- **Set task**: Copy verbatim the lines of the material beginning with the line containing "In this exercise you will mark the player's dark" and continuing through the last line of the material.

Excerpt from a data file:
— begin —

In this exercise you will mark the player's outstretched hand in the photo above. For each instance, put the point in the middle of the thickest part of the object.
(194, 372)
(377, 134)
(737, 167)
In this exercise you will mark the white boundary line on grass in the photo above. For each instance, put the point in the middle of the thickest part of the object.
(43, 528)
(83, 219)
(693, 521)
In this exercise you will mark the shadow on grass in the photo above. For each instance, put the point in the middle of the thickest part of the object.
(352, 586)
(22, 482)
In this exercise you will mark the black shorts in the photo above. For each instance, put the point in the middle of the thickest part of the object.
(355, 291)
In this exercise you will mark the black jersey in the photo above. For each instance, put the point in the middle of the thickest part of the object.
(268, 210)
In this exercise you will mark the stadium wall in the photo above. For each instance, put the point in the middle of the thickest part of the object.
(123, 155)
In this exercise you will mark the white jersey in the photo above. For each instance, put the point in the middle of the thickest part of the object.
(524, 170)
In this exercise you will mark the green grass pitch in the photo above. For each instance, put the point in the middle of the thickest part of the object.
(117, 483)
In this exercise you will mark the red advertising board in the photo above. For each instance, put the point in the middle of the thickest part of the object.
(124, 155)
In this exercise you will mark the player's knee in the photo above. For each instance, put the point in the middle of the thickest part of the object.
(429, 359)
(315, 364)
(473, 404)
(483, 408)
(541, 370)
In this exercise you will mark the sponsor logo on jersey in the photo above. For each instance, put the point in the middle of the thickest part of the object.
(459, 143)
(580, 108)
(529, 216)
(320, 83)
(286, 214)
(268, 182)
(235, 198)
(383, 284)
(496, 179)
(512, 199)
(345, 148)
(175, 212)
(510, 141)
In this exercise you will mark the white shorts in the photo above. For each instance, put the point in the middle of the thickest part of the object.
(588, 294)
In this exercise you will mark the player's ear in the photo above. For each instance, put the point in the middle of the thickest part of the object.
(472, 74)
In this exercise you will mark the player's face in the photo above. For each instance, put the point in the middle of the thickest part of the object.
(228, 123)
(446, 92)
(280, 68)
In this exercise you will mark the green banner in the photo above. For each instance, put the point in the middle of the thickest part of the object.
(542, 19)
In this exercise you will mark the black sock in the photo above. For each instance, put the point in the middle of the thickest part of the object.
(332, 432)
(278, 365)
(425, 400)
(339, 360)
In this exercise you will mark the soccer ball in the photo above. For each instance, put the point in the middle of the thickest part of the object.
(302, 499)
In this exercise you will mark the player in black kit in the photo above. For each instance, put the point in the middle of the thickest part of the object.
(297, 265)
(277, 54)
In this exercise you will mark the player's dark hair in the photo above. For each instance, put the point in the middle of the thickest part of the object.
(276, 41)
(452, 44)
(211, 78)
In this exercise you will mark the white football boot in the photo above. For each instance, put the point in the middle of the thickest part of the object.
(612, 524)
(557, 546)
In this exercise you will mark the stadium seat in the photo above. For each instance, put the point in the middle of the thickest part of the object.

— end —

- **Solution for this exercise**:
In this exercise you will mark the player's dark hair in the photo above. For each instance, put the point in the middle of the thickest part of the object.
(276, 41)
(452, 44)
(211, 78)
In this exercise you will mark the white football boot in the photo above. For each instance, put the point in the middle of the thickest part of the object.
(612, 524)
(557, 546)
In this exercise you will mark the stadium seat in the photo above. For each instance, put the point in the middle of the thickest part of the object.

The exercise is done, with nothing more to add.